- _ENTRIES_
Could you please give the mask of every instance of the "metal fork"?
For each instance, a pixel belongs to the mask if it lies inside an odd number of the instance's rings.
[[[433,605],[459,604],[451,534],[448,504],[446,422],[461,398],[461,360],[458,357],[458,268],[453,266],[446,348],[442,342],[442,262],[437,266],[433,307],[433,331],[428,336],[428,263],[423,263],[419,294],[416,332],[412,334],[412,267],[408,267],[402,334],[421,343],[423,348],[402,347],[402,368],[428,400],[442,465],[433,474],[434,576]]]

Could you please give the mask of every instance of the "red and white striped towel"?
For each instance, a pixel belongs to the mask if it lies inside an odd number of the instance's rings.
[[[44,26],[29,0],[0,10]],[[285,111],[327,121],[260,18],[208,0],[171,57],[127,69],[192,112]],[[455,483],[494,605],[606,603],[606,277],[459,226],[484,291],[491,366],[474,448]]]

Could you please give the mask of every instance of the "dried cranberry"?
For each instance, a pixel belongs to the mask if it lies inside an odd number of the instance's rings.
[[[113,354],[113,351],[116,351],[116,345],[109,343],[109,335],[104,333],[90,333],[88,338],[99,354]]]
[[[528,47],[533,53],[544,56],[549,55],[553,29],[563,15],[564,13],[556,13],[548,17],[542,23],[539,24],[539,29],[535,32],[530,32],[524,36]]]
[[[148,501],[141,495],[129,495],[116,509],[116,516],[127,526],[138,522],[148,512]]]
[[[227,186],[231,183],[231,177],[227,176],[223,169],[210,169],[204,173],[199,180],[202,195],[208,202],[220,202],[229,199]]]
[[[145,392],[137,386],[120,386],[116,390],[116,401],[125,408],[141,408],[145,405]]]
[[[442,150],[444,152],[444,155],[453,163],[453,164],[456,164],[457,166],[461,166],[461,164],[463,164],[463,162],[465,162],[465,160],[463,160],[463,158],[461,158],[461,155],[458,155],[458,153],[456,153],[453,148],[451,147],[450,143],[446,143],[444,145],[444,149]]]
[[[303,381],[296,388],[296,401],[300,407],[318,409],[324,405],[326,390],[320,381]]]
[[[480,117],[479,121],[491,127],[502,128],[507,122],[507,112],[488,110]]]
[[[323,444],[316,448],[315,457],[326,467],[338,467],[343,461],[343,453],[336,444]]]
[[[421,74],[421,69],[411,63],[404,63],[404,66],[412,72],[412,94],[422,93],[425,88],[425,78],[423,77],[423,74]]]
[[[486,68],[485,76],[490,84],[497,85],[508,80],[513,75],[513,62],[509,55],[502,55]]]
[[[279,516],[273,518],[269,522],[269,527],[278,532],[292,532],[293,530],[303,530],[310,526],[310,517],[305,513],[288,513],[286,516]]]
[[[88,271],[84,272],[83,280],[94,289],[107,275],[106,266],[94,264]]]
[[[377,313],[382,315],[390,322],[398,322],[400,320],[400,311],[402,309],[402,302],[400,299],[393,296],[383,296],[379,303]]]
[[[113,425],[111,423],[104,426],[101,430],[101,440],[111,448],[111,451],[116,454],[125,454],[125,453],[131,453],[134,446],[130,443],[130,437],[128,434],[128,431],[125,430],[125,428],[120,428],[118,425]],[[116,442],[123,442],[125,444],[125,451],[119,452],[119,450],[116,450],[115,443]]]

- _AIM OF THE TASK_
Locate each line in the data above that contains the word "Could" and copy those lines. Case counts.

- _EXPECTED ANSWER_
Could you please give the mask of every instance of the "metal fork"?
Could you please give the mask of every instance of the "red and white striped towel"?
Could you please give the mask of every instance of the "dried cranberry"?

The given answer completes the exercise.